Short task — Return every line of the material below that contains the string "What". Case counts.

Data rows —

════

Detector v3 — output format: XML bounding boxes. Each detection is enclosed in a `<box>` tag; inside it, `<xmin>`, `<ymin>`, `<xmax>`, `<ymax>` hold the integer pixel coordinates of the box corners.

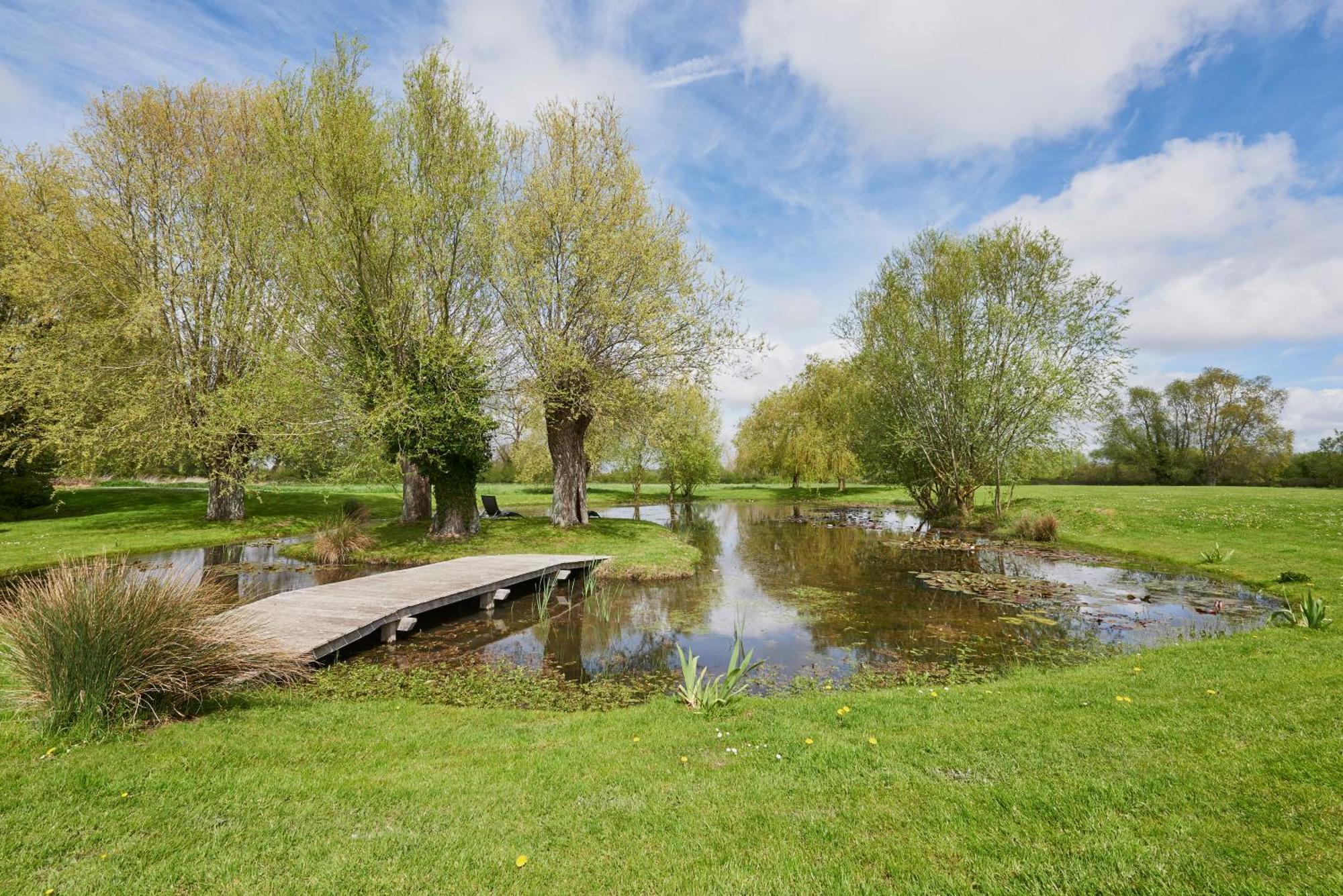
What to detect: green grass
<box><xmin>999</xmin><ymin>485</ymin><xmax>1343</xmax><ymax>610</ymax></box>
<box><xmin>0</xmin><ymin>485</ymin><xmax>402</xmax><ymax>574</ymax></box>
<box><xmin>283</xmin><ymin>516</ymin><xmax>700</xmax><ymax>579</ymax></box>
<box><xmin>0</xmin><ymin>629</ymin><xmax>1343</xmax><ymax>893</ymax></box>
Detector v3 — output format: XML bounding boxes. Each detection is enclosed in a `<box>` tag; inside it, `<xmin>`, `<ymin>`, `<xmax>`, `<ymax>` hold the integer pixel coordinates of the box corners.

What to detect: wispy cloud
<box><xmin>649</xmin><ymin>56</ymin><xmax>741</xmax><ymax>90</ymax></box>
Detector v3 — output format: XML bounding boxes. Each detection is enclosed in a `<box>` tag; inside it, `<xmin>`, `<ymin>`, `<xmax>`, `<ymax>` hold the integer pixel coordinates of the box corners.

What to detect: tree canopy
<box><xmin>842</xmin><ymin>223</ymin><xmax>1127</xmax><ymax>517</ymax></box>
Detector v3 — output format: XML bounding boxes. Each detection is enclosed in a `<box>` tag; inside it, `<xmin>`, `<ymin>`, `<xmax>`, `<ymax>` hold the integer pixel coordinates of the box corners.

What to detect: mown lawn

════

Task result —
What to detect: green grass
What to detect: wispy cloud
What to detect: tree canopy
What to detect: mown lawn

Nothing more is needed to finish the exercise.